-- Begin Provided information --

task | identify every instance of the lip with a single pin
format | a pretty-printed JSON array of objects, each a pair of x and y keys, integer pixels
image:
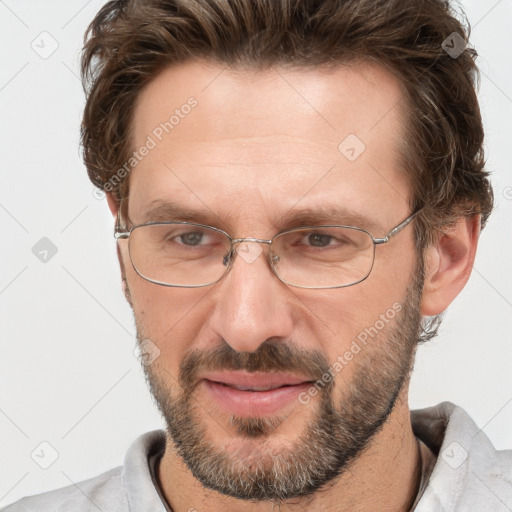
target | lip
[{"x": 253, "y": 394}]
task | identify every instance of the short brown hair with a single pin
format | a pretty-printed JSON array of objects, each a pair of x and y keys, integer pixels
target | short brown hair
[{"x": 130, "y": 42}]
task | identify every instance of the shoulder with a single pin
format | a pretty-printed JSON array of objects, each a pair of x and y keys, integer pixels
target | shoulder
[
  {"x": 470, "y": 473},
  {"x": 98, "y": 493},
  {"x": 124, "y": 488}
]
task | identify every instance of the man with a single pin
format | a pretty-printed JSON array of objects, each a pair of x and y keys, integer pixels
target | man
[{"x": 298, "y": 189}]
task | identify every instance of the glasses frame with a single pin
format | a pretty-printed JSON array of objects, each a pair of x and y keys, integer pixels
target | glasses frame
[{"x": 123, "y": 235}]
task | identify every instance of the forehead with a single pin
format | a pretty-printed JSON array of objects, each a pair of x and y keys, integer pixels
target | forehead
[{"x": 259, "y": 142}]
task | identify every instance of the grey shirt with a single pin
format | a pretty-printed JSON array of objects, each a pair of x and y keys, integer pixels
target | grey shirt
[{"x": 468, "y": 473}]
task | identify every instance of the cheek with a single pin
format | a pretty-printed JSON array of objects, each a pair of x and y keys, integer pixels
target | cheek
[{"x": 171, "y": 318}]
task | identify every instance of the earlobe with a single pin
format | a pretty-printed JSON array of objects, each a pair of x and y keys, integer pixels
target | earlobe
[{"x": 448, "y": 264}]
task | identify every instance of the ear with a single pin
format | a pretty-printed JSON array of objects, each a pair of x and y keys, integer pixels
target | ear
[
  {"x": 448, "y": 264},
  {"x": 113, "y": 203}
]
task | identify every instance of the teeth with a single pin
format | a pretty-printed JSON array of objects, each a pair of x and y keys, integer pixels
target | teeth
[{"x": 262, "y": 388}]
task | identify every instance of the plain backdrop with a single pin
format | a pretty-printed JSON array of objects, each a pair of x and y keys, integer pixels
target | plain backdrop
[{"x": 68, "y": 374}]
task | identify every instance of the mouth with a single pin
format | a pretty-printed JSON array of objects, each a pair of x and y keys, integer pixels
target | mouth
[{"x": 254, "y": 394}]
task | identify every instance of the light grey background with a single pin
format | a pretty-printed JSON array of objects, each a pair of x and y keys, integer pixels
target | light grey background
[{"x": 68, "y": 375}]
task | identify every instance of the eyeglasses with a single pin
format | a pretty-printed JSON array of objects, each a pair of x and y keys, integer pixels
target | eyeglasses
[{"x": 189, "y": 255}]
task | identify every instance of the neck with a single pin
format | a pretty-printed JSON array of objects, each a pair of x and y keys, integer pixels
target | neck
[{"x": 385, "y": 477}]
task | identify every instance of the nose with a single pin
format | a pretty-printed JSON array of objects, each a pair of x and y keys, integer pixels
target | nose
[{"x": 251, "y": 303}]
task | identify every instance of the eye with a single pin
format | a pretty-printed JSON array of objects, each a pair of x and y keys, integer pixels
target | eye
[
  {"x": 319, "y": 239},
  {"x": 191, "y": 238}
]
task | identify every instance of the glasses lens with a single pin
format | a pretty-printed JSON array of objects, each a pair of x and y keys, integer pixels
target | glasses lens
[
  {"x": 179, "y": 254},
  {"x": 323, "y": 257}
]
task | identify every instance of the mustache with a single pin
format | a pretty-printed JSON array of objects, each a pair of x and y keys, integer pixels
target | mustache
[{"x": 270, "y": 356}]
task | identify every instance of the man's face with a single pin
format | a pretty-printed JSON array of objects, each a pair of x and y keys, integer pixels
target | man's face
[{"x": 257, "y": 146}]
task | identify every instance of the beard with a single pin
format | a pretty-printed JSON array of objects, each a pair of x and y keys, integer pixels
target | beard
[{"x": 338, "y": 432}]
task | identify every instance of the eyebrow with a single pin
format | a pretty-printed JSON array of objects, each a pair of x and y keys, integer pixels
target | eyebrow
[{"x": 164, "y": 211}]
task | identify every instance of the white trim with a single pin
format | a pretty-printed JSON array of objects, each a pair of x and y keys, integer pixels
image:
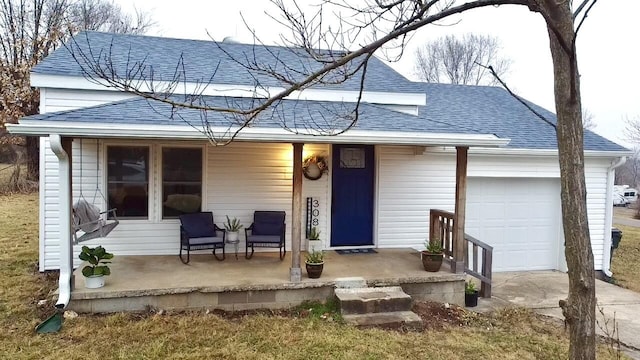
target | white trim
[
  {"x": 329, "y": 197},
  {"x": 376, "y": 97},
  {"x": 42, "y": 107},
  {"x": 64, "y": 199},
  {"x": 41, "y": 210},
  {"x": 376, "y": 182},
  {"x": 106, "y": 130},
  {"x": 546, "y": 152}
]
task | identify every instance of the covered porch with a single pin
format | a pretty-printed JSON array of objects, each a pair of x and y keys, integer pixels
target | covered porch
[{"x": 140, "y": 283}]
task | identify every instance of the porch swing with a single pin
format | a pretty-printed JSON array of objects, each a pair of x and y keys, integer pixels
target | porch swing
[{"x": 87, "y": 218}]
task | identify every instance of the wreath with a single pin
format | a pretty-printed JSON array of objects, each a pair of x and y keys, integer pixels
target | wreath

-- End Provided information --

The problem>
Copy the listing in full and without alteration, omitting every picture.

Result for this task>
task | identify every instance of the lip with a single pin
format | a pretty-printed JSON array of objects, each a pair of x and y keys, integer pixels
image:
target | lip
[{"x": 253, "y": 394}]
task | identify every instance of the short brown hair with a single pin
format | a pretty-printed JSON array of objects, each a pair of x and y keys, integer pixels
target | short brown hair
[{"x": 130, "y": 42}]
task | identify every instance of the shoulder with a single pin
format | a pretty-printed JSON array of objects, each a pair of x and y keys, integer pixels
target | shoulder
[
  {"x": 470, "y": 473},
  {"x": 98, "y": 493},
  {"x": 124, "y": 488}
]
task | identify every instance of the man with a single pin
format | a pretty-printed JSON array of objects, each a pair of x and y keys, integer pixels
target | man
[{"x": 298, "y": 189}]
task | identify every instance of the glasses frame with a single pin
format | a pretty-printed JSON array of objects, each a pair of x and y keys, integer pixels
target | glasses frame
[{"x": 123, "y": 235}]
task | identify every instance of the forehead with a single pin
format | a pretty-printed JSON array of objects, each a pair of x and y keys, integer pixels
target | forehead
[{"x": 259, "y": 142}]
task | identify every instance of the grey shirt with a single pin
format | a pretty-printed JSON array of objects, each a pair of x and y keys, integer pixels
target | grey shirt
[{"x": 468, "y": 473}]
task | identify every instance of the cheek with a single pin
format | a pretty-printed JSON array of objects, each a pair of x and y keys, integer pixels
target | cheek
[{"x": 171, "y": 318}]
task | identify every instance of the earlobe with a single pin
format | a pretty-printed JSON array of objects, each a pair of x and y keys, integer pixels
target | earlobe
[{"x": 448, "y": 264}]
task | identify every instance of the ear with a single pin
format | a pretty-printed JSON array of objects, each a pair of x and y keys, integer pixels
target | ear
[
  {"x": 448, "y": 264},
  {"x": 113, "y": 203}
]
task | identify every instance of the teeth with a single pin
format | a pretty-printed JSON array of objects, each a pair of x and y keys, integer pixels
target | teeth
[{"x": 262, "y": 388}]
task | identify every instance of the plain backdrop with a single pin
format | a pretty-printed JSON array of objects, each a pair of x and y keys, integer pixels
target | plain backdrop
[{"x": 68, "y": 374}]
task | identify every instance of the mouth with a single pin
format | a pretty-printed JSON array of objects, each a pair of x and y keys, integer pixels
target | mouth
[{"x": 254, "y": 394}]
task | identify every instance of the light grey background with a single pin
format | a pretty-printed JSON array of objects, each a pair of x and y keys, integer pixels
target | light grey background
[{"x": 68, "y": 375}]
task | identify every instance of the eyeglasses with a single pin
format | a pretty-printed JSON array of objects, each a pair of x and y keys, integer pixels
target | eyeglasses
[{"x": 189, "y": 255}]
task | identify every instance of the neck with a single pin
format | a pretty-printed JSON array of objects, each a pair of x and y keys, integer pixels
target | neck
[{"x": 385, "y": 477}]
task | identify every instance of the nose with a single pin
format | a pretty-printed JSON array of objects, each a pair of x and y keys, integer pixels
target | nose
[{"x": 251, "y": 303}]
task | identify every instance of the eye with a single pin
format | a pretty-printed JSON array of objects, each a pair of x and y keys, integer pixels
target | eye
[
  {"x": 319, "y": 239},
  {"x": 191, "y": 238}
]
task | identify every instance of the glasses lens with a single pin
format | a pretty-printed JSON array of objects, each a pair of x and y keys, integer pixels
target | glasses lens
[
  {"x": 179, "y": 254},
  {"x": 323, "y": 257}
]
task | identify every instance of the mustache with a single pin
format | a pretty-printed JSON array of objects, each a pair of x and y keys, integer pixels
target | mustache
[{"x": 270, "y": 356}]
task | identify every instance of the man's face with a single pin
format | a pretty-printed JSON array of objects, each a pair of x and y keys, integer pixels
target | man's face
[{"x": 257, "y": 146}]
task | identify every instance of the beard with a single pin
format | a pretty-printed JSON array of objects, each a pair of x and y keys, integer pixels
target | beard
[{"x": 338, "y": 432}]
task | identify every instance of the eyebrow with a single pin
format | a pretty-printed JSON array of objects, each a pair of x and y keys, integer pixels
target | eyebrow
[{"x": 164, "y": 211}]
task | identify every instance of the white trim with a single pin
format | a pretty-printed JSON array of objects, each a pair of x and y keys, integer pixels
image:
target | white trim
[
  {"x": 329, "y": 197},
  {"x": 376, "y": 97},
  {"x": 42, "y": 107},
  {"x": 64, "y": 199},
  {"x": 41, "y": 210},
  {"x": 376, "y": 182},
  {"x": 106, "y": 130},
  {"x": 546, "y": 152}
]
task | identify every instance of the covered porch with a single pin
format | a pretty-printed JSON array of objects, each a pair of x and y keys, integer pixels
target | covered porch
[{"x": 140, "y": 283}]
task | identify every instance of the porch swing with a single pin
format | a pretty-printed JSON array of objects, each a pair of x and y keys, integer pixels
target | porch swing
[{"x": 87, "y": 218}]
task | identify every instance of the wreath with a single pin
format | a pretty-printed JSON array of objects, each a pair of x and y keys, integer pixels
target | wreath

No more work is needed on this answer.